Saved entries
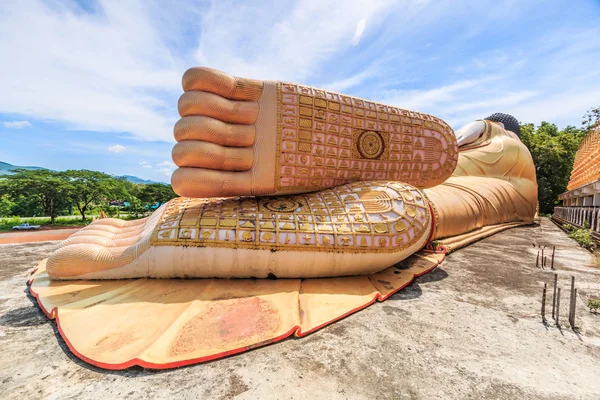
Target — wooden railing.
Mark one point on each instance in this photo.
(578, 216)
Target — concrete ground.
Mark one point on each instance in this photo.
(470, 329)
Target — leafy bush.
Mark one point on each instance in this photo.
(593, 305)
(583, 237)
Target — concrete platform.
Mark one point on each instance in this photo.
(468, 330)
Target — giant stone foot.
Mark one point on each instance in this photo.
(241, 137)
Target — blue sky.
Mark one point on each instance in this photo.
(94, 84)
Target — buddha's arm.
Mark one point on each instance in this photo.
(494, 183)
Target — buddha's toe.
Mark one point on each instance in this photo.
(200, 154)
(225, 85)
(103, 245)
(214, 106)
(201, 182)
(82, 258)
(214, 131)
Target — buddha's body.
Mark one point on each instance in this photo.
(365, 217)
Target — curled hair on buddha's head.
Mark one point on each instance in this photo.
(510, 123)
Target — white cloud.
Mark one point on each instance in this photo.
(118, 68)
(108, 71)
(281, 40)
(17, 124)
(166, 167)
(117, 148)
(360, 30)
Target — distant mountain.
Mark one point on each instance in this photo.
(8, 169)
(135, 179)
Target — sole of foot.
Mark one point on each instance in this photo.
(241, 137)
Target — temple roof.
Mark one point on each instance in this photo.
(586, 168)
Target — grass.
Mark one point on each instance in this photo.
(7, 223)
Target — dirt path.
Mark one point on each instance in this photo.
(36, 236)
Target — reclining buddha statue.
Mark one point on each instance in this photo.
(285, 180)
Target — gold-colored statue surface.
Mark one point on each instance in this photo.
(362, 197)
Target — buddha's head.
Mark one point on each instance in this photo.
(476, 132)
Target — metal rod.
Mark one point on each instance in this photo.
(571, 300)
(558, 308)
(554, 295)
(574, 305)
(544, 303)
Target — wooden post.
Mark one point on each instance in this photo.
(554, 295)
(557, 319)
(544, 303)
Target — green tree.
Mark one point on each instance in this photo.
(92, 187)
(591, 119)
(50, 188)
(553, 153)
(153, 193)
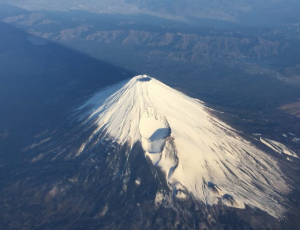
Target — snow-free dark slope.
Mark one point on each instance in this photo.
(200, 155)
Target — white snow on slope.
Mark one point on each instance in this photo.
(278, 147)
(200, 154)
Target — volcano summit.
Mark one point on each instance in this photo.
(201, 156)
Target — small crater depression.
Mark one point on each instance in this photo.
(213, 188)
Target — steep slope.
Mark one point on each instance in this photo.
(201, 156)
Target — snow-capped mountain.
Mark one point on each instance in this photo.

■ YOUR OBJECTIVE
Without including any picture, print every record exactly as written above.

■ WRITTEN ANSWER
Target — wooden railing.
Mark one point on each instance in this photo.
(578, 216)
Target — concrete ground.
Mark one point on each instance in this photo.
(470, 329)
Target — leafy bush.
Mark one point on each instance in this photo.
(593, 305)
(583, 237)
Target — concrete platform.
Mark one point on each instance in this photo.
(468, 330)
Target — giant stone foot.
Mark one point on each instance in this photo.
(241, 137)
Target — blue sky.
Mark one point on each instance in this photo.
(94, 84)
Target — buddha's arm.
Mark one point on each instance in this photo.
(494, 183)
Target — buddha's toe.
Mark one point on each instance in this photo.
(200, 154)
(225, 85)
(103, 245)
(214, 106)
(201, 182)
(82, 258)
(214, 131)
Target — buddha's body.
Mark one point on each instance in this photo.
(365, 217)
Target — curled hair on buddha's head.
Mark one point on each instance in this photo.
(510, 123)
Target — white cloud.
Mark one point on each instance in this photo.
(118, 68)
(108, 71)
(281, 40)
(17, 124)
(166, 167)
(117, 148)
(360, 30)
Target — distant mountain.
Mark one point on each instance in this photo.
(8, 169)
(135, 179)
Target — sole of foot.
Mark one point on each instance in this photo.
(241, 137)
Target — temple roof.
Mark one point on each instance in this photo.
(586, 168)
Target — grass.
Mark one point on each instance in this photo.
(7, 223)
Target — dirt path.
Mark one point on each instance in this photo.
(36, 236)
Target — reclining buddha statue.
Mark one point on each instance in this photo.
(285, 180)
Target — gold-colored statue surface.
Mark one point on each instance in this photo.
(362, 197)
Target — buddha's head.
Mark one point on each instance in this photo.
(476, 132)
Target — metal rod.
Mark one point on each instance in this photo.
(571, 300)
(558, 308)
(554, 295)
(574, 305)
(544, 303)
Target — wooden post.
Mark one point on each instance in this photo.
(554, 295)
(557, 319)
(544, 303)
Target — green tree.
Mark one point on each instance in this photo.
(92, 187)
(591, 119)
(50, 188)
(553, 153)
(153, 193)
Target — snow-free dark slope.
Mark one point on each instance in this photo.
(200, 155)
Target — white snow on slope.
Mark one point on each instance in this photo.
(278, 147)
(200, 154)
Target — volcano summit.
Mark one point on each instance in this photo.
(201, 156)
Target — small crater depression.
Mark one point on each instance in this photo.
(213, 188)
Target — steep slope.
Mark one point on each instance in this photo.
(201, 156)
Target — snow-capped mountain.
Mark one point on each instance in this photo.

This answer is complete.